Nothing but an exact reprint of the records is to be returned.

Start of Block

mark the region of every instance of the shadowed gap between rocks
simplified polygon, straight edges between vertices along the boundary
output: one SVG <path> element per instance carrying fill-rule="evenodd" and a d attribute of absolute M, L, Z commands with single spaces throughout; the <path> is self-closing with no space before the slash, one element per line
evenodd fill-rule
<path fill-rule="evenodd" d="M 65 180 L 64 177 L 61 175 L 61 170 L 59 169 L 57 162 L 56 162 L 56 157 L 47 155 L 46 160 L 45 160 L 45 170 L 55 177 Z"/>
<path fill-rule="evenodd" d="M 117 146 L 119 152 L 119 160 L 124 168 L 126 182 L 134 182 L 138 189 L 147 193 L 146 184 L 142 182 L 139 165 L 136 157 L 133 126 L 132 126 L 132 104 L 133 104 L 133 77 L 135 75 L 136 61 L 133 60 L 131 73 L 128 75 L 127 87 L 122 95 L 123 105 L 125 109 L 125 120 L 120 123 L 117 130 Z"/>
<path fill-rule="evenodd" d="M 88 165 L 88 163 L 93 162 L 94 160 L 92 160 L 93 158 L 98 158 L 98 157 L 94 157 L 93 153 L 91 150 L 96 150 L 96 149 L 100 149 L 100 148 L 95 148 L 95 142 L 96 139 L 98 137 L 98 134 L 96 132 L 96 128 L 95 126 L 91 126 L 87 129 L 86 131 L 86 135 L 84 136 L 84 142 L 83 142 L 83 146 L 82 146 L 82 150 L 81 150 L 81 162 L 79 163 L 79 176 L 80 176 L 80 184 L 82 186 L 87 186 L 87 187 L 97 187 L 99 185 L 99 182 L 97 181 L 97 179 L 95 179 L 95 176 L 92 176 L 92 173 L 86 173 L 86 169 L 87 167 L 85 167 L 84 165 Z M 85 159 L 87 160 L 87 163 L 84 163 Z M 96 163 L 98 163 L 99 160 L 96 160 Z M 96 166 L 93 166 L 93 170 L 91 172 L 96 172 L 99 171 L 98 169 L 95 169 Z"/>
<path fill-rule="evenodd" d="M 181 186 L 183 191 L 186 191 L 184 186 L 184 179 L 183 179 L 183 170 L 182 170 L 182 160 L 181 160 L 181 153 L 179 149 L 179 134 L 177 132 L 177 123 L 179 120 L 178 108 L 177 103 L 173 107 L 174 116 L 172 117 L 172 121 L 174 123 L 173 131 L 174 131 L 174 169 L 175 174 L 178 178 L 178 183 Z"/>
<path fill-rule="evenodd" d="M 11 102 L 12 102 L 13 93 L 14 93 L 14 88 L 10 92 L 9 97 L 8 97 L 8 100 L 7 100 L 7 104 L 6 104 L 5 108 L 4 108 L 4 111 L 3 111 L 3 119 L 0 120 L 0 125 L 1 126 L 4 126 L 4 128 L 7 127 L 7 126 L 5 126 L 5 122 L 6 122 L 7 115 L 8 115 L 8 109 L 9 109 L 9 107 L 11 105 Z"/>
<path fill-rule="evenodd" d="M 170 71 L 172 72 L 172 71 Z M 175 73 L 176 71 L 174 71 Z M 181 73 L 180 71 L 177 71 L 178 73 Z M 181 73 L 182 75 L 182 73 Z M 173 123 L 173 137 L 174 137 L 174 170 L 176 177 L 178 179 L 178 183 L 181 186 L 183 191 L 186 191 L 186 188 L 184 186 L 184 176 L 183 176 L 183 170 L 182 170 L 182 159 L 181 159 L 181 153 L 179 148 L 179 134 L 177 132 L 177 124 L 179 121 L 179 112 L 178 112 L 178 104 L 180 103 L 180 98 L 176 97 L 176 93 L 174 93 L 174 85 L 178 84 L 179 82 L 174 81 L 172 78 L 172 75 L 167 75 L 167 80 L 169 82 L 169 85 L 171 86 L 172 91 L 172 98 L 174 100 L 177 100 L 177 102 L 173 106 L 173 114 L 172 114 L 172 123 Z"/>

End of Block

■ Expected answer ■
mark the region of every instance of the shadowed gap between rocks
simplified polygon, straight edges between vertices along the boundary
output: one SVG <path> element per instance carrying fill-rule="evenodd" and a d attribute of absolute M, L, Z commands with single spaces throughout; the <path> is self-closing with no space before the slash, one element per line
evenodd fill-rule
<path fill-rule="evenodd" d="M 65 180 L 64 177 L 61 175 L 61 170 L 59 169 L 57 162 L 56 162 L 56 157 L 47 155 L 46 160 L 45 160 L 45 170 L 55 177 Z"/>
<path fill-rule="evenodd" d="M 117 146 L 119 152 L 119 160 L 124 168 L 126 182 L 134 182 L 138 189 L 147 193 L 146 184 L 142 182 L 139 165 L 136 157 L 133 126 L 132 126 L 132 104 L 133 104 L 133 77 L 135 75 L 136 61 L 133 60 L 131 73 L 128 75 L 127 87 L 122 95 L 123 105 L 125 109 L 125 120 L 120 123 L 117 130 Z"/>
<path fill-rule="evenodd" d="M 88 165 L 88 163 L 93 162 L 94 160 L 92 160 L 93 158 L 98 158 L 98 157 L 94 157 L 93 153 L 91 150 L 96 150 L 96 149 L 100 149 L 100 148 L 95 148 L 95 142 L 96 139 L 98 137 L 98 134 L 96 132 L 96 128 L 95 126 L 91 126 L 87 129 L 86 131 L 86 135 L 84 136 L 84 142 L 83 142 L 83 146 L 82 146 L 82 150 L 81 150 L 81 162 L 79 163 L 79 176 L 80 176 L 80 184 L 82 186 L 87 186 L 87 187 L 97 187 L 99 185 L 99 182 L 97 181 L 97 179 L 95 179 L 95 176 L 92 176 L 92 173 L 86 173 L 86 169 L 87 167 L 85 167 L 84 165 Z M 85 159 L 87 160 L 87 163 L 84 163 Z M 96 163 L 98 163 L 99 160 L 96 160 Z M 96 166 L 93 166 L 93 170 L 91 172 L 96 172 L 99 171 L 98 169 L 95 169 Z"/>
<path fill-rule="evenodd" d="M 181 186 L 183 191 L 186 191 L 184 186 L 184 179 L 183 179 L 183 170 L 182 170 L 182 160 L 181 160 L 181 153 L 179 149 L 179 134 L 177 132 L 177 123 L 179 120 L 178 108 L 177 103 L 173 107 L 174 116 L 172 117 L 172 121 L 174 123 L 173 131 L 174 131 L 174 169 L 175 174 L 178 178 L 178 183 Z"/>
<path fill-rule="evenodd" d="M 11 102 L 12 102 L 13 93 L 14 93 L 14 88 L 10 92 L 9 97 L 8 97 L 8 100 L 7 100 L 7 104 L 6 104 L 5 108 L 4 108 L 4 111 L 3 111 L 3 119 L 0 120 L 0 125 L 1 126 L 4 126 L 4 128 L 7 127 L 7 126 L 5 126 L 5 122 L 6 122 L 7 115 L 8 115 L 8 109 L 9 109 L 9 107 L 11 105 Z"/>
<path fill-rule="evenodd" d="M 170 71 L 172 72 L 172 71 Z M 175 73 L 176 71 L 174 71 Z M 181 73 L 180 71 L 177 71 L 178 73 Z M 181 73 L 182 75 L 182 73 Z M 173 123 L 173 137 L 174 137 L 174 170 L 176 177 L 178 179 L 178 183 L 181 186 L 183 191 L 186 191 L 186 188 L 184 186 L 184 176 L 183 176 L 183 170 L 182 170 L 182 159 L 181 159 L 181 153 L 179 148 L 179 134 L 177 132 L 177 124 L 179 121 L 179 112 L 178 112 L 178 104 L 180 103 L 180 98 L 176 97 L 176 93 L 174 93 L 174 85 L 178 84 L 179 82 L 174 81 L 172 78 L 172 75 L 167 75 L 167 80 L 169 82 L 169 85 L 171 86 L 172 91 L 172 98 L 174 100 L 177 100 L 177 102 L 173 106 L 173 114 L 172 114 L 172 123 Z"/>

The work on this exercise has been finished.